→ TEXT
MVAPICH-Plus Changelog
-----------------------
This file briefly describes the changes to the MVAPICH-Plus software package.
The logs are arranged in the "most recent first" order.


* Features and Enhancements

MVAPICH-Plus 3.0
(3.0 GA Released 03/08/2024)
(3.0rc Released 12/22/2023)
(3.0b Released 11/01/2023)
(3.0a2 Released 07/19/2023)
(3.0a Released 11/10/2022)

* Features and Enhancements
    - Based on MVAPICH 3.0
    - Support for various high-performance communication fabrics
        - InfiniBand, Slingshot-10/11, Omni-Path, OPX, RoCE, and Ethernet
    - Support naive CPU staging approach for collectives for small messages
        - Tune naive limits for the following systems
            - Frontier@OLCF, Pitzer@OSC, Owens@OSC, Ascend@OSC, Frontera@TACC,
              Lonestar6@TACC, ThetaGPU@ALCF, Polaris@ALCF, Tioga@LLNL
    - Initial support for blocking collectives on NVIDIA and AMD GPUs
        - Allgather, Allgatherv, Allreduce, Alltoall, Alltoallv, Bcast, Gather,
          Gatherv, Reduce, Reduce_scatter, Scatter, Scatterv, Reduce_local,
          Reduce_scatter_block
    - Initial support for non-blocking GPU collectives on NVIDIA and AMD GPUs
        - Iallgather, Iallgatherv, Iallreduce, Ialltoall, Ialltoallv, Ibcast,
          Igather, Igatherv, Ireduce, Ireduce_scatter, Iscatter, Iscatterv
    - Enhanced collective and pt2pt tuning for NVIDIA Grace-Hopper systems 
    - Enhanced collective tuning for NVIDIA V100, A100, H100 GPUs
    - Enhanced collective tuning for AMD MI100, and MI250x GPUs
    - Enhanced support for blocking and non-blocking GPU to GPU point-to-point
      operations on NVIDIA and AMD GPUs taking advantage of:
        - NVIDIA GDRCopy, AMD LargeBar support
        - CUDA and ROCM IPC support
    - Enhanced CPU tuning on various HPC systems and architectures
        - Stampede3@TACC, Frontier@OLCF, Lonestar6@TACC
        - AMD Rome, AMD Millan, Intel Sapphire Rapids
    - Tested with
        - Various HPC applications, mini-applications, and benchmarks
        - MPI4cuML (a custom cuML package with MPI support)
    - Tested with CUDA <= 12.3
    - Tested with ROCM <= 5.6.0

→ INSTRUCTION A
Rewrite every one of the records below, substituting "motorcycle rider" for each occurrence of "motorcycle racer" and leaving everything else as it stands.

→ DATA FOR THIS EXERCISE
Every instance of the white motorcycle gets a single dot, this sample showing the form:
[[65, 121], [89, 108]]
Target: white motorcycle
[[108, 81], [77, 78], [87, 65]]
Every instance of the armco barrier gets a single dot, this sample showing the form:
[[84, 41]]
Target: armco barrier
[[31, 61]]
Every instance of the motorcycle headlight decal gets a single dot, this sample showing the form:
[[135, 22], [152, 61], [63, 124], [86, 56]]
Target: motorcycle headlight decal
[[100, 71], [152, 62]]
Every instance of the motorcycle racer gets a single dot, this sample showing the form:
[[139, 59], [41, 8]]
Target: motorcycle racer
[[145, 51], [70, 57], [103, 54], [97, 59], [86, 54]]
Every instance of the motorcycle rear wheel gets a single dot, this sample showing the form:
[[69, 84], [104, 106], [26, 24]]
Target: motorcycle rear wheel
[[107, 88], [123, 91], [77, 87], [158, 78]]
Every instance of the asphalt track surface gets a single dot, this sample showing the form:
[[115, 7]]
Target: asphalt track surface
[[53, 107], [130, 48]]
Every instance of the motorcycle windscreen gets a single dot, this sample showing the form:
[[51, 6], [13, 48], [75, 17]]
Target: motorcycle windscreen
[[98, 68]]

→ INSTRUCTION B
According to the changelog, on what date was MVAPICH-Plus 3.0 GA released?

→ TASK RESPONSE A
Every instance of the white motorcycle gets a single dot, this sample showing the form:
[[65, 121], [89, 108]]
Target: white motorcycle
[[108, 81], [77, 78], [87, 65]]
Every instance of the armco barrier gets a single dot, this sample showing the form:
[[84, 41]]
Target: armco barrier
[[31, 61]]
Every instance of the motorcycle headlight decal gets a single dot, this sample showing the form:
[[135, 22], [152, 61], [63, 124], [86, 56]]
Target: motorcycle headlight decal
[[100, 71], [152, 62]]
Every instance of the motorcycle rider gets a single dot, this sample showing the form:
[[139, 59], [41, 8]]
Target: motorcycle rider
[[145, 51], [70, 57], [103, 54], [97, 59], [86, 54]]
Every instance of the motorcycle rear wheel gets a single dot, this sample showing the form:
[[69, 84], [104, 106], [26, 24]]
Target: motorcycle rear wheel
[[107, 88], [123, 91], [77, 87], [158, 78]]
Every instance of the asphalt track surface gets a single dot, this sample showing the form:
[[115, 7]]
Target: asphalt track surface
[[53, 107], [130, 48]]
Every instance of the motorcycle windscreen gets a single dot, this sample showing the form:
[[51, 6], [13, 48], [75, 17]]
Target: motorcycle windscreen
[[98, 68]]

→ TASK RESPONSE B
03/08/2024